Items from a labeling collection
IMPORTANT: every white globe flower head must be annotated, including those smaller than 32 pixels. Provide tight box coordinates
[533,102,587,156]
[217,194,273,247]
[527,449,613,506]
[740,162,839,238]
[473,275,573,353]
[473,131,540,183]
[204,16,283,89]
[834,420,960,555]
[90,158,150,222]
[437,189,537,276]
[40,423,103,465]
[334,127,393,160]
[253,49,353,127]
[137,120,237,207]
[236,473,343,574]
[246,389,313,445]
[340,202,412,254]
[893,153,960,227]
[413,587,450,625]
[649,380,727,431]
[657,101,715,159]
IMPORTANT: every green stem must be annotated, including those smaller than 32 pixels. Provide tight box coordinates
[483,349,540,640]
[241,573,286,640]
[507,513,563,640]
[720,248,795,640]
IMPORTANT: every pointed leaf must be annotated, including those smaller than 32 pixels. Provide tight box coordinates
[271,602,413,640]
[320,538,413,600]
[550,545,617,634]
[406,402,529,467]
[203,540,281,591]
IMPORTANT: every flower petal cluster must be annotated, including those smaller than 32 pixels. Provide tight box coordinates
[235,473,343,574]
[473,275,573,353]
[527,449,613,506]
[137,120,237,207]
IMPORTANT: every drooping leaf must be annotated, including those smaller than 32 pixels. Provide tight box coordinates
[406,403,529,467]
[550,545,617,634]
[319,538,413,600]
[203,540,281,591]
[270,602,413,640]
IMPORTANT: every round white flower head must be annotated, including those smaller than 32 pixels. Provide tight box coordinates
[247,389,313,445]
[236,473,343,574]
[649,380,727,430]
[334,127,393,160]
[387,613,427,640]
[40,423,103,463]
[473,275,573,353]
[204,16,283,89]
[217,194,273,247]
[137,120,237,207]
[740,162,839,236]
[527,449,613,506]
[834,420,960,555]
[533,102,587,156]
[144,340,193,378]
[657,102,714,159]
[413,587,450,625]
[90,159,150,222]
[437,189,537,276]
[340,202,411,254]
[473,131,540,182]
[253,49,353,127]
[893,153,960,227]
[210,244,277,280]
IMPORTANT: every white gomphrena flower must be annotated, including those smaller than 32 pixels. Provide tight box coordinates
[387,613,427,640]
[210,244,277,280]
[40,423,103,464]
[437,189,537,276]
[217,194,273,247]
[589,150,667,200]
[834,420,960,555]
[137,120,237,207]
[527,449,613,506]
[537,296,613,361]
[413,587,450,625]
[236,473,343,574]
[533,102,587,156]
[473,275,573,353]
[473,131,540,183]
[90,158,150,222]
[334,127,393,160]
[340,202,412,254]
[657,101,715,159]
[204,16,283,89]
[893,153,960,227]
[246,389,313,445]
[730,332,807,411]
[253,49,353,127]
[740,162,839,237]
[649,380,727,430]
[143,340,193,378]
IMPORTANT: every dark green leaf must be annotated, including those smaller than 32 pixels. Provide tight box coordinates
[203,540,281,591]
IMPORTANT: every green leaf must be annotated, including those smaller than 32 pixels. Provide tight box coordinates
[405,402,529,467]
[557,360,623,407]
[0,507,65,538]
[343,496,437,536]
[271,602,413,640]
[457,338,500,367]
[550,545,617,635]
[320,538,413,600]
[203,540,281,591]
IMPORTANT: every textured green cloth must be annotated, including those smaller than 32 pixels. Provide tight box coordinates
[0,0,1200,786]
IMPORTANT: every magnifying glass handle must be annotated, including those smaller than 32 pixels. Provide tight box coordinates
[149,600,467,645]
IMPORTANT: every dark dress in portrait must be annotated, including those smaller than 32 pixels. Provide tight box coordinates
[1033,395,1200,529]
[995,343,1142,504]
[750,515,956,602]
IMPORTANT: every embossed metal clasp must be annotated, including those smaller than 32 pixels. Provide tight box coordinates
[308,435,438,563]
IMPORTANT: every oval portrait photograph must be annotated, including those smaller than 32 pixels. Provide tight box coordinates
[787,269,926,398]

▶ _GIVEN EXERCISE_
Convert every line of the rows above into a Markdown table with two columns, n and Line. Number the lines in order and omit any blank ones.

▶ _TASK ANSWER_
| n | Line |
|---|---|
| 1 | IMPORTANT: every white globe flower head must be annotated, including those smaller than 32 pixels. Provide tight box coordinates |
| 2 | [533,102,587,156] |
| 3 | [217,194,273,247] |
| 4 | [527,449,613,506] |
| 5 | [740,162,839,238] |
| 6 | [473,275,573,353] |
| 7 | [473,131,540,183] |
| 8 | [204,16,283,89] |
| 9 | [834,420,960,555] |
| 10 | [90,158,150,222] |
| 11 | [437,189,537,276] |
| 12 | [40,423,103,465] |
| 13 | [334,127,393,160] |
| 14 | [253,49,353,127] |
| 15 | [137,120,237,207] |
| 16 | [236,473,343,574] |
| 17 | [246,389,313,445] |
| 18 | [340,202,412,254] |
| 19 | [893,153,960,227] |
| 20 | [413,587,450,625] |
| 21 | [649,380,727,431] |
| 22 | [657,101,715,159] |
| 23 | IMPORTANT: every green stem must be annotated, including those smaller than 32 pixels. Provide tight box coordinates |
| 24 | [483,349,540,640] |
| 25 | [241,573,286,640] |
| 26 | [507,513,563,640] |
| 27 | [720,248,795,640] |
| 28 | IMPORTANT: every pointed leaf must be annotated, including those smaller than 32 pixels. Provide tight box coordinates |
| 29 | [271,602,413,640] |
| 30 | [320,538,413,600] |
| 31 | [550,545,617,634] |
| 32 | [406,402,529,467] |
| 33 | [203,540,281,591] |
| 34 | IMPORTANT: every flower petal cluster must be annotated, including those smaller than 32 pixels. Provide tight box coordinates |
| 35 | [235,473,343,574] |
| 36 | [473,275,573,353] |
| 37 | [527,449,613,506] |
| 38 | [137,120,237,207] |
| 39 | IMPORTANT: every drooping leaf must be annotated, including those smaller than 32 pixels. Provide tight box coordinates |
| 40 | [406,403,529,467] |
| 41 | [550,545,617,634] |
| 42 | [319,538,413,600] |
| 43 | [203,540,281,591] |
| 44 | [270,602,413,640] |
| 45 | IMPORTANT: every round white flower head must be annotated, including those smaller than 32 pixels. Provide tight box coordinates |
| 46 | [247,389,313,445] |
| 47 | [236,473,343,574] |
| 48 | [649,380,727,430] |
| 49 | [334,127,393,160] |
| 50 | [387,613,427,640] |
| 51 | [40,423,103,463] |
| 52 | [473,275,573,353] |
| 53 | [204,16,283,89] |
| 54 | [217,194,273,247] |
| 55 | [137,120,237,207] |
| 56 | [740,162,839,236] |
| 57 | [527,449,613,506] |
| 58 | [834,420,960,555] |
| 59 | [533,102,587,156] |
| 60 | [144,340,193,378] |
| 61 | [657,102,714,159] |
| 62 | [413,587,450,625] |
| 63 | [90,159,150,222] |
| 64 | [437,189,537,276] |
| 65 | [340,202,411,254] |
| 66 | [473,131,540,182] |
| 67 | [253,49,353,127] |
| 68 | [893,153,960,227] |
| 69 | [210,244,277,280] |
| 70 | IMPORTANT: every white gomphrena flower must be annotated, including those smaller than 32 pixels. Provide tight box coordinates |
| 71 | [387,613,427,640] |
| 72 | [210,244,277,280] |
| 73 | [40,423,103,464] |
| 74 | [437,189,537,276] |
| 75 | [217,194,273,247] |
| 76 | [589,150,667,200] |
| 77 | [834,420,960,555] |
| 78 | [137,120,237,207] |
| 79 | [527,449,613,506] |
| 80 | [537,296,613,361] |
| 81 | [413,587,450,625] |
| 82 | [236,473,343,574] |
| 83 | [533,102,587,156] |
| 84 | [473,275,573,353] |
| 85 | [473,131,540,183] |
| 86 | [90,158,150,222] |
| 87 | [334,127,393,160] |
| 88 | [340,202,412,254] |
| 89 | [657,101,715,159] |
| 90 | [204,16,283,89] |
| 91 | [893,153,960,227] |
| 92 | [246,389,313,445] |
| 93 | [730,332,807,411] |
| 94 | [253,49,353,127] |
| 95 | [740,162,839,237] |
| 96 | [649,380,727,430] |
| 97 | [143,340,193,378] |
| 98 | IMPORTANT: every dark green leaf must be annotated, including those smaller than 32 pixels. Provide tight box coordinates |
| 99 | [203,540,281,591] |
| 100 | IMPORTANT: every green leaf must be annotated, including those smaller than 32 pixels. Provide tight box coordinates |
| 101 | [405,402,529,467] |
| 102 | [557,360,623,407] |
| 103 | [0,507,65,538] |
| 104 | [343,496,437,536] |
| 105 | [271,602,413,640] |
| 106 | [457,338,500,367] |
| 107 | [550,545,617,635] |
| 108 | [320,538,413,600] |
| 109 | [203,540,281,591] |
| 110 | IMPORTANT: every textured green cloth must be annotated, including those smaller than 32 pixels. Provide tight box coordinates |
| 111 | [0,0,1200,786] |
| 112 | IMPORTANT: every magnifying glass handle must be annotated, including those smaller than 32 pixels. Provide tight box coordinates |
| 113 | [149,600,467,645] |
| 114 | IMPORTANT: every dark dress in portrait must be annotated, including those smaller than 32 pixels. Provide tight box coordinates |
| 115 | [1033,395,1200,529] |
| 116 | [995,343,1142,504] |
| 117 | [750,515,956,602] |
| 118 | IMPORTANT: every embossed metal clasp must be annotated, including those smaller than 32 pixels. Provide tight box coordinates |
| 119 | [308,435,438,563] |
| 120 | IMPORTANT: every oval portrait photograph must be annotated, including those smaller than 32 pixels. Provide tight box coordinates |
| 121 | [787,269,926,398] |